Find every line in the rows below that contains the word "heishi" and copy each one. Case counts.
--- Start Task material ---
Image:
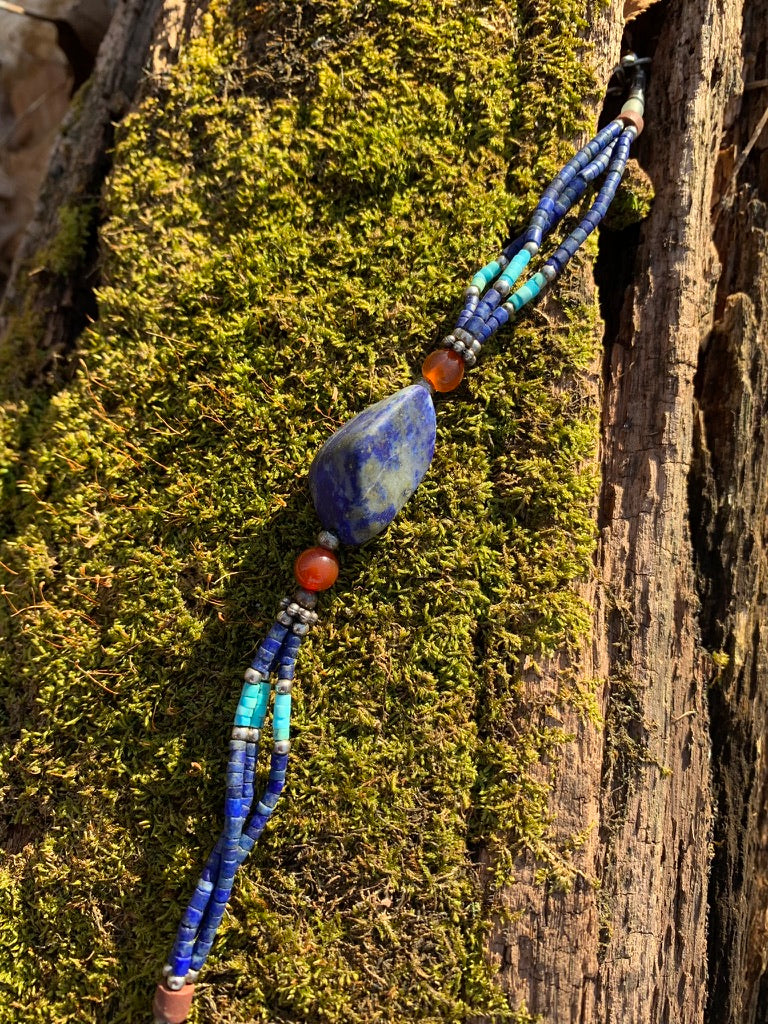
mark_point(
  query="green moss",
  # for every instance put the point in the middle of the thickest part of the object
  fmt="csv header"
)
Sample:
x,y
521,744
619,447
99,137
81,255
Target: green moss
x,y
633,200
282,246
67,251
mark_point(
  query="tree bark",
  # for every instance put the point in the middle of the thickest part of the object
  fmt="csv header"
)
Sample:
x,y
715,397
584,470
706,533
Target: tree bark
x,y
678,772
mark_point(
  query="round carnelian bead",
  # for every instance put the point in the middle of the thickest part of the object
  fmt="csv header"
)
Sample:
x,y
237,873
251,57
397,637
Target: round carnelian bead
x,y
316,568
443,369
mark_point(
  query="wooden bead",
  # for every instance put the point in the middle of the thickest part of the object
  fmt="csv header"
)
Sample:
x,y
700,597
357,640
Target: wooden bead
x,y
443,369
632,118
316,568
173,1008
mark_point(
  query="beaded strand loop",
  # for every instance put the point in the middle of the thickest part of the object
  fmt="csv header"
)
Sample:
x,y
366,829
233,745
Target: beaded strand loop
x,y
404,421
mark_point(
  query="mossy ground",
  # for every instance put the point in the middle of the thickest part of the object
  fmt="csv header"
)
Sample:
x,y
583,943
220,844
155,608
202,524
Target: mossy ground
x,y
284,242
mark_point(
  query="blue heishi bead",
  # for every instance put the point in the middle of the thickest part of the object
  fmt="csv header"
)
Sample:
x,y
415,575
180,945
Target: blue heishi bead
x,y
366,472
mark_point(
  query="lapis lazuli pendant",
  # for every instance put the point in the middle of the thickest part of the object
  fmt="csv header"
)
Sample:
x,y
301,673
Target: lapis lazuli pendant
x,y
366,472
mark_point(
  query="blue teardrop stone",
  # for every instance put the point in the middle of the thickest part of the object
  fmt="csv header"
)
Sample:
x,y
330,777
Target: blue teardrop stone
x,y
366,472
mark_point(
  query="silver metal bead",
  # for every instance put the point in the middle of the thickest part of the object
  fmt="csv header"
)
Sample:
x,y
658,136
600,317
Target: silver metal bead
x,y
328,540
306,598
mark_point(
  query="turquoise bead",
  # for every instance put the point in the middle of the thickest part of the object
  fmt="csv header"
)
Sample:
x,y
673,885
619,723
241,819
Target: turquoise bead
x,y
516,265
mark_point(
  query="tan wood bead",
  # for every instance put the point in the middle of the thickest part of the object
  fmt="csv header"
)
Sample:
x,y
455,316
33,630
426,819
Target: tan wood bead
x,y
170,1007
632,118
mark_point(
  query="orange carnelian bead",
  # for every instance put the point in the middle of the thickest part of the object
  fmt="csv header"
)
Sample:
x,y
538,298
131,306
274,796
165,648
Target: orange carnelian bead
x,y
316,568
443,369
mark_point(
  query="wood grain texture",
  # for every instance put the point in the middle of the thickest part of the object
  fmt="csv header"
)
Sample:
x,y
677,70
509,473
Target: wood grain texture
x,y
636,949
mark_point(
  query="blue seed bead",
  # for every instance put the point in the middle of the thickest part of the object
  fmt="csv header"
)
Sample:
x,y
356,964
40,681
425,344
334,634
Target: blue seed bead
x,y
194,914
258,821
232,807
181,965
--- End Task material ---
**Written response:**
  query="blue heishi bead",
Target: blue heishi bead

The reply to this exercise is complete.